======== Texte présenté ========

Un film en questions

Violent et dépourvu d’un nécessaire didactisme, Salafistes relève d’un regard irresponsable.

Christophe Kantcheff  et  Jean-Claude Renard  • 27 janvier 2016 abonné·es
Un film en questions
© Photo : DR

On ne savait pas encore, au moment où nous mettions sous presse, si Fleur Pellerin se prononcerait pour une interdiction aux moins de 18 ans, assortie d’une obligation d’avertissement au public, à l’encontre de Salafistes, le film de François Margolin et Lemine Ould Salem. La ministre de la Culture attendait un second avis de la commission de classification des films, qui s’était, dans un premier temps, prononcée pour cette interdiction. Quant à sa sortie en salles, prévue pour ce mercredi, elle paraissait compromise.

========

Objectif de la tâche -
Pour chacune des affirmations (a), (b) et (c), indiquez par oui ou par non si elle concorde avec le texte présenté, puis citez mot pour mot le passage du texte qui permet de trancher.
(a) Le film Salafistes a été réalisé par François Margolin et Lemine Ould Salem.
(b) La commission de classification des films s’était d’abord prononcée contre une interdiction aux moins de 18 ans.
(c) La sortie en salles du film était prévue pour un vendredi.

======== Lignes fournies ========

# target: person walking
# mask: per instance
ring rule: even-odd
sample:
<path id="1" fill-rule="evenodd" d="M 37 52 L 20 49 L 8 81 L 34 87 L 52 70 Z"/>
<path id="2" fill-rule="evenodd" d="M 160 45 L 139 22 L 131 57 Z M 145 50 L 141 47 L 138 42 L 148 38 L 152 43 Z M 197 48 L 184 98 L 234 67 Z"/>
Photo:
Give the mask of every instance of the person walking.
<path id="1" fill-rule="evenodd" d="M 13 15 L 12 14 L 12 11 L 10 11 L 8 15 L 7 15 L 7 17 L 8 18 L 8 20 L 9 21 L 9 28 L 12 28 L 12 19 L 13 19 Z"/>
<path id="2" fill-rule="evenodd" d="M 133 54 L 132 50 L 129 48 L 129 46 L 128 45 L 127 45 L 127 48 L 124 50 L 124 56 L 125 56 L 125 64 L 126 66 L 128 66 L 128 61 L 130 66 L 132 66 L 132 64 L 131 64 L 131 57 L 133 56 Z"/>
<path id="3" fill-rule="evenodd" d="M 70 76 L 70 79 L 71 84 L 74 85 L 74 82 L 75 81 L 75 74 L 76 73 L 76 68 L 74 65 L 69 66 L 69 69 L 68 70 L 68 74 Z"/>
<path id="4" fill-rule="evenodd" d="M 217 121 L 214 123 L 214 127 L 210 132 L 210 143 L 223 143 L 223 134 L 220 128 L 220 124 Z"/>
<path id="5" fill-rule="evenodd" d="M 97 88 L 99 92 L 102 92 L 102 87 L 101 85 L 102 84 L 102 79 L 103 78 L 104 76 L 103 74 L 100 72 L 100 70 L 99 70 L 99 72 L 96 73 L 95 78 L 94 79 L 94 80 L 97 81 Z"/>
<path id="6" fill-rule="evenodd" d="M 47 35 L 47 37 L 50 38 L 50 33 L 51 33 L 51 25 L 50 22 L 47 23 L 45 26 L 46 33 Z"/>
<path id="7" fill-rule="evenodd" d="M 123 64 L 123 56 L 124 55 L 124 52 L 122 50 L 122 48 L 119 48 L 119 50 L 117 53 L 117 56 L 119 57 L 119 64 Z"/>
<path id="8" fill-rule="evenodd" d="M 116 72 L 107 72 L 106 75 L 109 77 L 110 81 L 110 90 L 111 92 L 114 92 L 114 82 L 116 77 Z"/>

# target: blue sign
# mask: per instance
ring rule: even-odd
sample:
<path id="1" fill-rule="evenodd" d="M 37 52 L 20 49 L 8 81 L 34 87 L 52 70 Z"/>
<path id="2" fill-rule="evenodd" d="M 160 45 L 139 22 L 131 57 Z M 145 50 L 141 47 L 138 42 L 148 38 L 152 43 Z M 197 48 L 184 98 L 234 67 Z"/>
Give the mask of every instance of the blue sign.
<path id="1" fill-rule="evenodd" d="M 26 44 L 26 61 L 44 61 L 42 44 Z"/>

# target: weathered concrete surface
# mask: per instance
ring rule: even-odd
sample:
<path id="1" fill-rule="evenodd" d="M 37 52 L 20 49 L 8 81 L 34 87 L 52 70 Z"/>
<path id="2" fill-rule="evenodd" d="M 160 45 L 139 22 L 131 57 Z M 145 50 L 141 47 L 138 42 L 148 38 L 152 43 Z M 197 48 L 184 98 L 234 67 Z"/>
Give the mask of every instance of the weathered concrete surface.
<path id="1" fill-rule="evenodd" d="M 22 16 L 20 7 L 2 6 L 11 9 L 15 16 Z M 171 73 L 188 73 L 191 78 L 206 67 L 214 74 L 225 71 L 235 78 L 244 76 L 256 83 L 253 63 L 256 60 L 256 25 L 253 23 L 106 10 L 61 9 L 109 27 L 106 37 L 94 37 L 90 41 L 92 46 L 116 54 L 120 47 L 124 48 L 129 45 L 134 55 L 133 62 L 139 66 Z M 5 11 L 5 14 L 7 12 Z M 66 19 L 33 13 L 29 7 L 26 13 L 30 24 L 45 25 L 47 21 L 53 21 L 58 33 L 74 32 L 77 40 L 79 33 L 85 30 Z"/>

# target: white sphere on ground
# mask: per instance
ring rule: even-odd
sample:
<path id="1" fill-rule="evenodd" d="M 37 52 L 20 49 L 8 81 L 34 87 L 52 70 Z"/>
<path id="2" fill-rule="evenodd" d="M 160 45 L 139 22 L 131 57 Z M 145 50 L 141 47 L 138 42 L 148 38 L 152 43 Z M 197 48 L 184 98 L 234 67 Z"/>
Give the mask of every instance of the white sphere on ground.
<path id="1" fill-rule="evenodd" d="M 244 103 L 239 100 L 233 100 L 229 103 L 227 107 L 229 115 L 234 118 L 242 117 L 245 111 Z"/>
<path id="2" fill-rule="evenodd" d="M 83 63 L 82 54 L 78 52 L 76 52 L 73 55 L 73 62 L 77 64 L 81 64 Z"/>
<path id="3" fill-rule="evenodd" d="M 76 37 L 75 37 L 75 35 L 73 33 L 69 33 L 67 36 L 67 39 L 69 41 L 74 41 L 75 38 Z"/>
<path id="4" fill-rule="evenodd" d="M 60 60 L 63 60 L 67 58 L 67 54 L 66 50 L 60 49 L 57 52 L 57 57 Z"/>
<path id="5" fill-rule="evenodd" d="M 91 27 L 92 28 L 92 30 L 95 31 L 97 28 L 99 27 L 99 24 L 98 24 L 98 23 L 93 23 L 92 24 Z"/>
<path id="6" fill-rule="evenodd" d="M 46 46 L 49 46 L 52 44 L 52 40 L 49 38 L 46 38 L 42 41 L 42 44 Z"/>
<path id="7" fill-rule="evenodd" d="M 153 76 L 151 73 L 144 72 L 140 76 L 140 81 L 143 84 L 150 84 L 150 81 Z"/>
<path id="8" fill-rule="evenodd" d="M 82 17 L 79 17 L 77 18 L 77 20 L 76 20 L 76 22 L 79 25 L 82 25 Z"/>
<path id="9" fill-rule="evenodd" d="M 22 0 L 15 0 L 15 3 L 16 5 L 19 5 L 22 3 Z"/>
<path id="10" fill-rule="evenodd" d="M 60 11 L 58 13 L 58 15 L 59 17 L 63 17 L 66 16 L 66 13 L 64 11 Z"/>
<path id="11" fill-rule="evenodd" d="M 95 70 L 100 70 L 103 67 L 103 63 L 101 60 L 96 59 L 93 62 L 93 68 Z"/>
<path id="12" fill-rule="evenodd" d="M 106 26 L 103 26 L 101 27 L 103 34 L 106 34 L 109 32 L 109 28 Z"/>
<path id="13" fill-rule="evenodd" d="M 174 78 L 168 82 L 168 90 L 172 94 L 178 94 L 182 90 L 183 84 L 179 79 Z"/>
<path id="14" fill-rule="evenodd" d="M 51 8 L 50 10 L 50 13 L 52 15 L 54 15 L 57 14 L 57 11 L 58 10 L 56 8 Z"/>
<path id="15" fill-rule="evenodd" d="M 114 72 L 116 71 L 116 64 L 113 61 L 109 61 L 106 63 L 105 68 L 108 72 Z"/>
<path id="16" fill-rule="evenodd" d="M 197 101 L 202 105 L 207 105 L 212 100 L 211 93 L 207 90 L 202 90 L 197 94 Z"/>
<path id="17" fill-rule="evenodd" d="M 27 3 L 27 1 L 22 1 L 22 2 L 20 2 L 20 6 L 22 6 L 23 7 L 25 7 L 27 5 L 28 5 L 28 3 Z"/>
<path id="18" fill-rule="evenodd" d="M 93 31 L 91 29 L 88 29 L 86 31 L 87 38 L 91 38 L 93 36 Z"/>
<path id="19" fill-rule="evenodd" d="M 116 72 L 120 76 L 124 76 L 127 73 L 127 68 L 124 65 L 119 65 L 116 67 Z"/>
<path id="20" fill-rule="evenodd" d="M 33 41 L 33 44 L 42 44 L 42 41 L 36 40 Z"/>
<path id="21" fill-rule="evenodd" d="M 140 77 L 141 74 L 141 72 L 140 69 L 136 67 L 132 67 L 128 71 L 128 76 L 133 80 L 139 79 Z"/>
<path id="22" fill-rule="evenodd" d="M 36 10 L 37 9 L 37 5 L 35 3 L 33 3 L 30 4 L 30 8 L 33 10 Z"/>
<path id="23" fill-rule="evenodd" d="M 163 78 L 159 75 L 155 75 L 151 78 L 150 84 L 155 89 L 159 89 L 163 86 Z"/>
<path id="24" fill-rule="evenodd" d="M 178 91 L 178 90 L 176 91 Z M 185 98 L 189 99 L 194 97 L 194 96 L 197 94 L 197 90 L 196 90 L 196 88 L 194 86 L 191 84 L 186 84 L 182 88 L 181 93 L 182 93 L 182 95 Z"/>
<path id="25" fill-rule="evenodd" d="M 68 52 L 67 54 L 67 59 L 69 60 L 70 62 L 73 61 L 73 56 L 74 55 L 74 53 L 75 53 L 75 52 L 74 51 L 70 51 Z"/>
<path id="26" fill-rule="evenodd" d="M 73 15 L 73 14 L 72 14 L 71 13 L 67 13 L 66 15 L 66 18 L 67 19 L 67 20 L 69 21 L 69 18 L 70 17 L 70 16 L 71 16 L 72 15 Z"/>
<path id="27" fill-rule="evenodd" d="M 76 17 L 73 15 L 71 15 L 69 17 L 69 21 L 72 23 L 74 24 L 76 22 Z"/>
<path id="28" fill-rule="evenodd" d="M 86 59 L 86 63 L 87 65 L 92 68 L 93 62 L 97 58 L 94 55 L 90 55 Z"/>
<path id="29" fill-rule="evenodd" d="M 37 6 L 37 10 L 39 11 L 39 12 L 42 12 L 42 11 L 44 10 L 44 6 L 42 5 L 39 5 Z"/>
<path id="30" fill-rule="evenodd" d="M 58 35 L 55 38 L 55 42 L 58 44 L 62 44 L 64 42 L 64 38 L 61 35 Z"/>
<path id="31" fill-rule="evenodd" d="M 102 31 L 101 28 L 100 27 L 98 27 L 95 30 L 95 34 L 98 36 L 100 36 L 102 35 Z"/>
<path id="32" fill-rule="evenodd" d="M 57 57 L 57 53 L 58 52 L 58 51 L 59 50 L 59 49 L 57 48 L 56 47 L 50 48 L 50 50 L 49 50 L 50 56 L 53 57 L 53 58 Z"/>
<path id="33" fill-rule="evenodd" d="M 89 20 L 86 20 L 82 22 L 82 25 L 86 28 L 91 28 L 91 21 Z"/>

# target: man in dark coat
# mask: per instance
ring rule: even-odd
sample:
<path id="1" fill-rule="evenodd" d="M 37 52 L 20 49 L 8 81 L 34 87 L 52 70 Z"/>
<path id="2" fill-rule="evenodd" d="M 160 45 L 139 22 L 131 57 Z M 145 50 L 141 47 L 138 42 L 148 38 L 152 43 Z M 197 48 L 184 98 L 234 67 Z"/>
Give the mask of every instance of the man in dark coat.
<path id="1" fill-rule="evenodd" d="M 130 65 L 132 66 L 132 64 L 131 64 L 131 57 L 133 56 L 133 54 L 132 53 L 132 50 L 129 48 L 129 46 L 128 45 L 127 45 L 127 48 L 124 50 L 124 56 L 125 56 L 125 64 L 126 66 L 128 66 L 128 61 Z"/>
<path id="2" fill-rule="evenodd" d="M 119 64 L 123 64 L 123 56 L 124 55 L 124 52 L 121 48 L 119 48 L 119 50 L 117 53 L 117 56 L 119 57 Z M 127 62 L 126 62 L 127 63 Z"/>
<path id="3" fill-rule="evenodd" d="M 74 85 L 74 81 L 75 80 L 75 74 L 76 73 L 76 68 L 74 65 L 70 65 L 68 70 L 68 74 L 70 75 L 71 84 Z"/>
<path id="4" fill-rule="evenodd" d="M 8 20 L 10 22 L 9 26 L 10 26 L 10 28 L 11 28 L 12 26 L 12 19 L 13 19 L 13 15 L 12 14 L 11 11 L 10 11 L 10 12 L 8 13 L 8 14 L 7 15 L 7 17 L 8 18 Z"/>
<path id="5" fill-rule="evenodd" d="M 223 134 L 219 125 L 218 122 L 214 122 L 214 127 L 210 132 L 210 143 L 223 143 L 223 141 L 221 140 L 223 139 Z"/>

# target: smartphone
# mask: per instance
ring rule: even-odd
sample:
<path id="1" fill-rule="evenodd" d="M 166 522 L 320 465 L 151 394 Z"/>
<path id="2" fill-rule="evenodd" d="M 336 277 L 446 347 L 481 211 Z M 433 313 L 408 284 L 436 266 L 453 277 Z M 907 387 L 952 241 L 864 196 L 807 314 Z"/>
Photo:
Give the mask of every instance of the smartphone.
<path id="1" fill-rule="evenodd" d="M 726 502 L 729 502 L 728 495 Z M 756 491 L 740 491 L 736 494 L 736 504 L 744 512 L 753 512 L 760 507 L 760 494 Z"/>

========

Solution détaillée -
(a) Oui : « le film de François Margolin et Lemine Ould Salem ».
(b) Non : « qui s’était, dans un premier temps, prononcée pour cette interdiction ».
(c) Non : « prévue pour ce mercredi ».